### Excerpted text

○ ○ ○ ○ ○

I woke up in a sweat with worries triggered by legalese words only lawyers can understand without translation. There is some movement on the insurance/legal front that fills me with anxiety, dread and foreboding; mostly because I am intimidated by words and phrases I do not understand. Paul has stepped up to the plate and is representing us. We trust he will help us make the right offers and choices as we head into this unknown land of laws, legal rights and settlements.
Against the background of all this work continued yesterday for one hell of a long day juggling the continuing computer transfer (I am getting there) and preparing for the back-to-back trips to Ghana and Haiti. Tessa’s birthday party tonight produces some tumult on another part of the stage but the management of that is entirely in her and Steve’s hand. It is bringing another crowd into the house. The bed, still warm from Joe, will be occupied by Roy who is right now sleeping on a bed-that-comes-out-of-a-box in my office. Roy was one of the people who built the tiny ramp out of shingles that allowed me to wheel myself in and out of my sickroom/office on my own, last July and August.
With our offices turned into bedrooms, Axel and I have moved to the kitchen counter where we sit side by side behind our computers. At some level all this is a good distraction. I was imagining what it would be like if Axel and I would be alone in the house and what we would talk about. Life throws things at us for a reason, I do believe, and the current situation is probably exactly what we need.

○ ○ ○ ○ ○

### Source material
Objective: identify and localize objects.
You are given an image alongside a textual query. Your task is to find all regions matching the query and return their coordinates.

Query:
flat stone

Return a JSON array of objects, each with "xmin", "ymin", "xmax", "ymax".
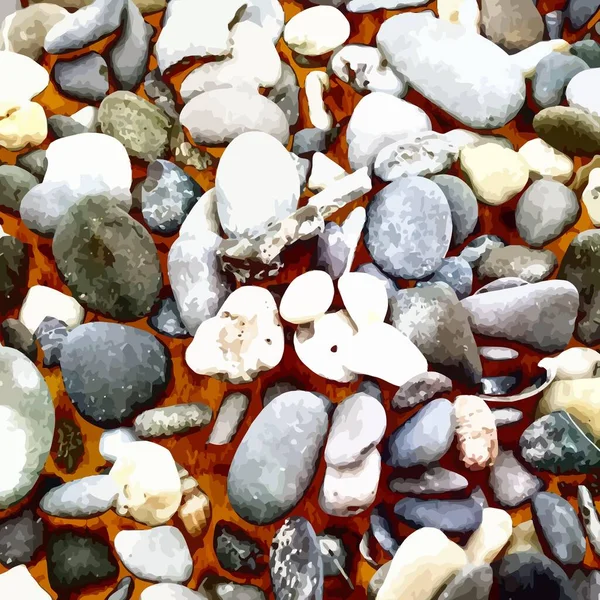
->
[
  {"xmin": 462, "ymin": 281, "xmax": 578, "ymax": 352},
  {"xmin": 60, "ymin": 323, "xmax": 170, "ymax": 429},
  {"xmin": 227, "ymin": 391, "xmax": 330, "ymax": 524},
  {"xmin": 489, "ymin": 450, "xmax": 544, "ymax": 508},
  {"xmin": 114, "ymin": 526, "xmax": 193, "ymax": 583}
]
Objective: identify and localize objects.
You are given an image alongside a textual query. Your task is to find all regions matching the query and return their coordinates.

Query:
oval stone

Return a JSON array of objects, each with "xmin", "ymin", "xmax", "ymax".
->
[{"xmin": 227, "ymin": 391, "xmax": 331, "ymax": 525}]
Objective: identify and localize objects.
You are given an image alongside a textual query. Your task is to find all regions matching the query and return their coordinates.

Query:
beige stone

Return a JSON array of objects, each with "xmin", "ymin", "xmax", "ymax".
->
[{"xmin": 460, "ymin": 143, "xmax": 529, "ymax": 206}]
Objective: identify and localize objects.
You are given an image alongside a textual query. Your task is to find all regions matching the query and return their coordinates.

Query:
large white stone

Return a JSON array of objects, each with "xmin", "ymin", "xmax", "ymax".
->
[
  {"xmin": 215, "ymin": 131, "xmax": 300, "ymax": 237},
  {"xmin": 377, "ymin": 12, "xmax": 525, "ymax": 129},
  {"xmin": 346, "ymin": 92, "xmax": 431, "ymax": 169}
]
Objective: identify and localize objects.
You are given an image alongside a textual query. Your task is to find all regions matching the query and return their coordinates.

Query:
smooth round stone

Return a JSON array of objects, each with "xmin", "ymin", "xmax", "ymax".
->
[
  {"xmin": 0, "ymin": 347, "xmax": 54, "ymax": 509},
  {"xmin": 532, "ymin": 52, "xmax": 588, "ymax": 108},
  {"xmin": 519, "ymin": 410, "xmax": 600, "ymax": 474},
  {"xmin": 365, "ymin": 177, "xmax": 452, "ymax": 279},
  {"xmin": 60, "ymin": 323, "xmax": 170, "ymax": 429},
  {"xmin": 394, "ymin": 498, "xmax": 483, "ymax": 533},
  {"xmin": 388, "ymin": 398, "xmax": 456, "ymax": 468},
  {"xmin": 431, "ymin": 175, "xmax": 479, "ymax": 246},
  {"xmin": 519, "ymin": 138, "xmax": 573, "ymax": 183},
  {"xmin": 114, "ymin": 526, "xmax": 193, "ymax": 583},
  {"xmin": 325, "ymin": 393, "xmax": 387, "ymax": 469},
  {"xmin": 492, "ymin": 552, "xmax": 577, "ymax": 600},
  {"xmin": 460, "ymin": 143, "xmax": 529, "ymax": 206},
  {"xmin": 227, "ymin": 391, "xmax": 330, "ymax": 525},
  {"xmin": 283, "ymin": 6, "xmax": 350, "ymax": 56},
  {"xmin": 52, "ymin": 197, "xmax": 162, "ymax": 321},
  {"xmin": 377, "ymin": 527, "xmax": 467, "ymax": 600},
  {"xmin": 377, "ymin": 12, "xmax": 525, "ymax": 129},
  {"xmin": 533, "ymin": 106, "xmax": 600, "ymax": 156},
  {"xmin": 215, "ymin": 131, "xmax": 300, "ymax": 237},
  {"xmin": 180, "ymin": 88, "xmax": 290, "ymax": 146},
  {"xmin": 346, "ymin": 92, "xmax": 431, "ymax": 170}
]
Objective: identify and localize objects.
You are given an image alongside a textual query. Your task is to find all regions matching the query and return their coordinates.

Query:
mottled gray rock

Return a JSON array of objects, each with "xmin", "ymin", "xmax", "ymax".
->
[
  {"xmin": 390, "ymin": 283, "xmax": 482, "ymax": 383},
  {"xmin": 0, "ymin": 346, "xmax": 54, "ymax": 510},
  {"xmin": 394, "ymin": 498, "xmax": 483, "ymax": 533},
  {"xmin": 509, "ymin": 179, "xmax": 580, "ymax": 248},
  {"xmin": 52, "ymin": 197, "xmax": 162, "ymax": 321},
  {"xmin": 40, "ymin": 475, "xmax": 118, "ymax": 519},
  {"xmin": 431, "ymin": 175, "xmax": 479, "ymax": 246},
  {"xmin": 557, "ymin": 229, "xmax": 600, "ymax": 346},
  {"xmin": 114, "ymin": 525, "xmax": 193, "ymax": 583},
  {"xmin": 269, "ymin": 517, "xmax": 323, "ymax": 600},
  {"xmin": 531, "ymin": 52, "xmax": 589, "ymax": 108},
  {"xmin": 0, "ymin": 165, "xmax": 38, "ymax": 212},
  {"xmin": 477, "ymin": 246, "xmax": 558, "ymax": 283},
  {"xmin": 388, "ymin": 398, "xmax": 456, "ymax": 468},
  {"xmin": 227, "ymin": 391, "xmax": 331, "ymax": 525},
  {"xmin": 531, "ymin": 492, "xmax": 586, "ymax": 565},
  {"xmin": 462, "ymin": 281, "xmax": 579, "ymax": 352},
  {"xmin": 0, "ymin": 510, "xmax": 44, "ymax": 569},
  {"xmin": 206, "ymin": 392, "xmax": 250, "ymax": 446},
  {"xmin": 53, "ymin": 52, "xmax": 108, "ymax": 102},
  {"xmin": 390, "ymin": 467, "xmax": 469, "ymax": 496},
  {"xmin": 133, "ymin": 402, "xmax": 212, "ymax": 439},
  {"xmin": 60, "ymin": 323, "xmax": 170, "ymax": 429},
  {"xmin": 489, "ymin": 450, "xmax": 544, "ymax": 508}
]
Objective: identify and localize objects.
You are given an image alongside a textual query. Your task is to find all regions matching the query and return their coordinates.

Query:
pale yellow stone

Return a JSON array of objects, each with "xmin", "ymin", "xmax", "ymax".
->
[
  {"xmin": 460, "ymin": 143, "xmax": 529, "ymax": 206},
  {"xmin": 506, "ymin": 521, "xmax": 543, "ymax": 554},
  {"xmin": 537, "ymin": 378, "xmax": 600, "ymax": 438},
  {"xmin": 0, "ymin": 101, "xmax": 48, "ymax": 150},
  {"xmin": 519, "ymin": 138, "xmax": 573, "ymax": 183}
]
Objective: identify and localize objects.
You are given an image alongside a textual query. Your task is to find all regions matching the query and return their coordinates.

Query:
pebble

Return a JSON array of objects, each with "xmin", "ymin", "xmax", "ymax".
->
[
  {"xmin": 0, "ymin": 509, "xmax": 44, "ymax": 569},
  {"xmin": 180, "ymin": 90, "xmax": 289, "ymax": 146},
  {"xmin": 390, "ymin": 283, "xmax": 482, "ymax": 383},
  {"xmin": 489, "ymin": 449, "xmax": 544, "ymax": 508},
  {"xmin": 96, "ymin": 91, "xmax": 171, "ymax": 162},
  {"xmin": 0, "ymin": 319, "xmax": 38, "ymax": 362},
  {"xmin": 388, "ymin": 398, "xmax": 455, "ymax": 468},
  {"xmin": 377, "ymin": 527, "xmax": 467, "ymax": 600},
  {"xmin": 227, "ymin": 391, "xmax": 330, "ymax": 524},
  {"xmin": 60, "ymin": 322, "xmax": 170, "ymax": 429},
  {"xmin": 46, "ymin": 530, "xmax": 119, "ymax": 595},
  {"xmin": 0, "ymin": 346, "xmax": 54, "ymax": 510},
  {"xmin": 462, "ymin": 281, "xmax": 578, "ymax": 352},
  {"xmin": 185, "ymin": 286, "xmax": 284, "ymax": 383},
  {"xmin": 390, "ymin": 467, "xmax": 469, "ymax": 496},
  {"xmin": 40, "ymin": 475, "xmax": 117, "ymax": 519},
  {"xmin": 533, "ymin": 106, "xmax": 600, "ymax": 156},
  {"xmin": 346, "ymin": 92, "xmax": 431, "ymax": 170},
  {"xmin": 374, "ymin": 131, "xmax": 458, "ymax": 181},
  {"xmin": 52, "ymin": 198, "xmax": 162, "ymax": 321},
  {"xmin": 557, "ymin": 229, "xmax": 600, "ymax": 346},
  {"xmin": 532, "ymin": 52, "xmax": 589, "ymax": 108},
  {"xmin": 518, "ymin": 138, "xmax": 573, "ymax": 183},
  {"xmin": 114, "ymin": 526, "xmax": 193, "ymax": 583},
  {"xmin": 133, "ymin": 402, "xmax": 212, "ymax": 439},
  {"xmin": 44, "ymin": 0, "xmax": 124, "ymax": 54},
  {"xmin": 460, "ymin": 143, "xmax": 529, "ymax": 206},
  {"xmin": 109, "ymin": 441, "xmax": 182, "ymax": 526},
  {"xmin": 531, "ymin": 492, "xmax": 586, "ymax": 565},
  {"xmin": 206, "ymin": 392, "xmax": 250, "ymax": 446},
  {"xmin": 283, "ymin": 6, "xmax": 350, "ymax": 56},
  {"xmin": 377, "ymin": 12, "xmax": 524, "ymax": 129},
  {"xmin": 365, "ymin": 177, "xmax": 452, "ymax": 279},
  {"xmin": 53, "ymin": 52, "xmax": 108, "ymax": 102}
]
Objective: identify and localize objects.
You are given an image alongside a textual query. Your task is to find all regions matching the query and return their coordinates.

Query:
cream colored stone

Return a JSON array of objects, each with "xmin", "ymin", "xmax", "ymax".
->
[
  {"xmin": 465, "ymin": 508, "xmax": 512, "ymax": 565},
  {"xmin": 519, "ymin": 138, "xmax": 573, "ymax": 183},
  {"xmin": 460, "ymin": 143, "xmax": 529, "ymax": 206},
  {"xmin": 0, "ymin": 101, "xmax": 48, "ymax": 150},
  {"xmin": 377, "ymin": 527, "xmax": 467, "ymax": 600}
]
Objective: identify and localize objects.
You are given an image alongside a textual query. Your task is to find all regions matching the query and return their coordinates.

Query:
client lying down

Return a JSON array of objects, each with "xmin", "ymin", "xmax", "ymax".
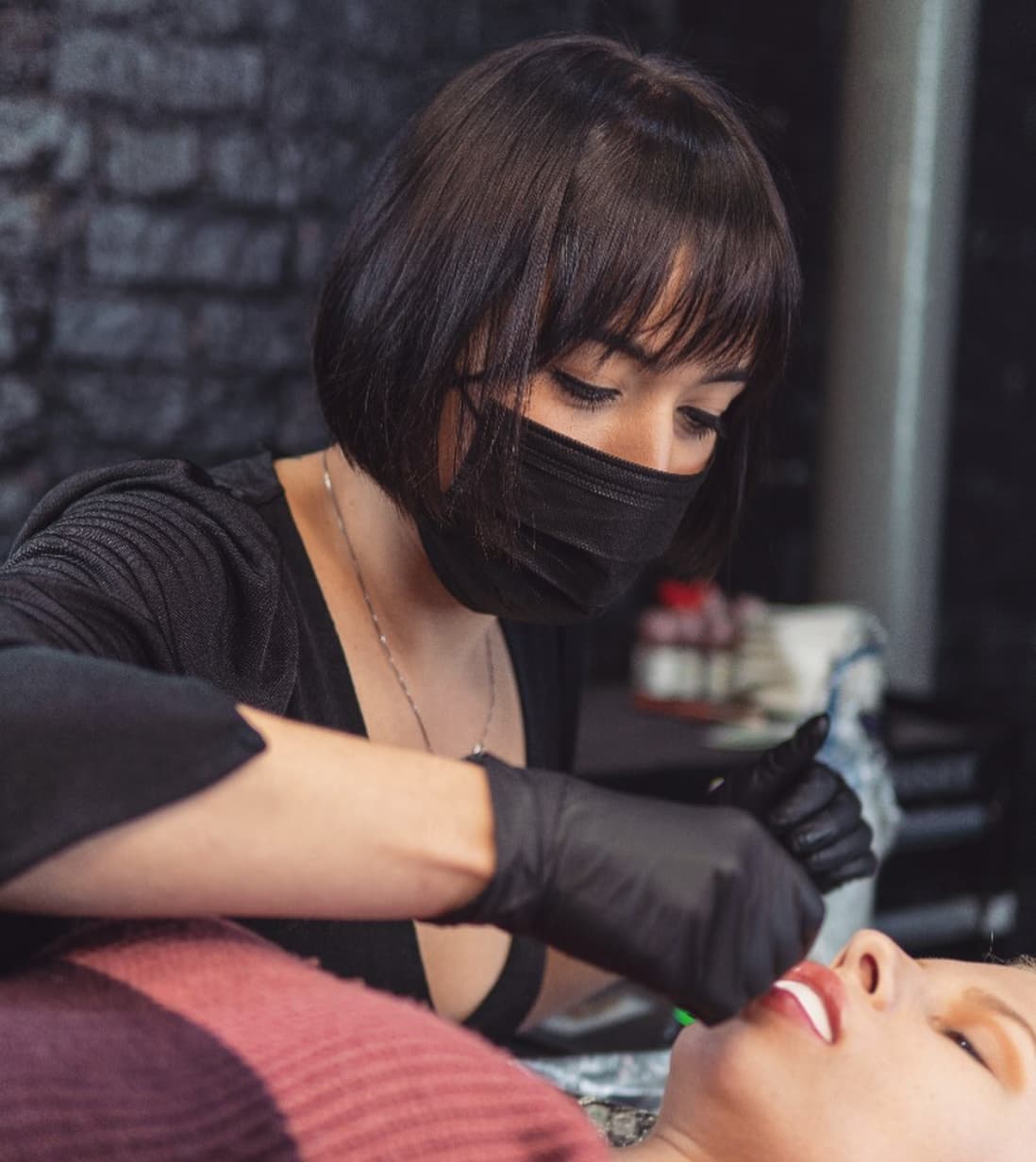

○ ○ ○ ○ ○

### Aim of the exercise
From the journal entry, reproduce the passage starting with "Against the background" and going on through "July and August.", word for word.

### Answer for this exercise
Against the background of all this work continued yesterday for one hell of a long day juggling the continuing computer transfer (I am getting there) and preparing for the back-to-back trips to Ghana and Haiti. Tessa’s birthday party tonight produces some tumult on another part of the stage but the management of that is entirely in her and Steve’s hand. It is bringing another crowd into the house. The bed, still warm from Joe, will be occupied by Roy who is right now sleeping on a bed-that-comes-out-of-a-box in my office. Roy was one of the people who built the tiny ramp out of shingles that allowed me to wheel myself in and out of my sickroom/office on my own, last July and August.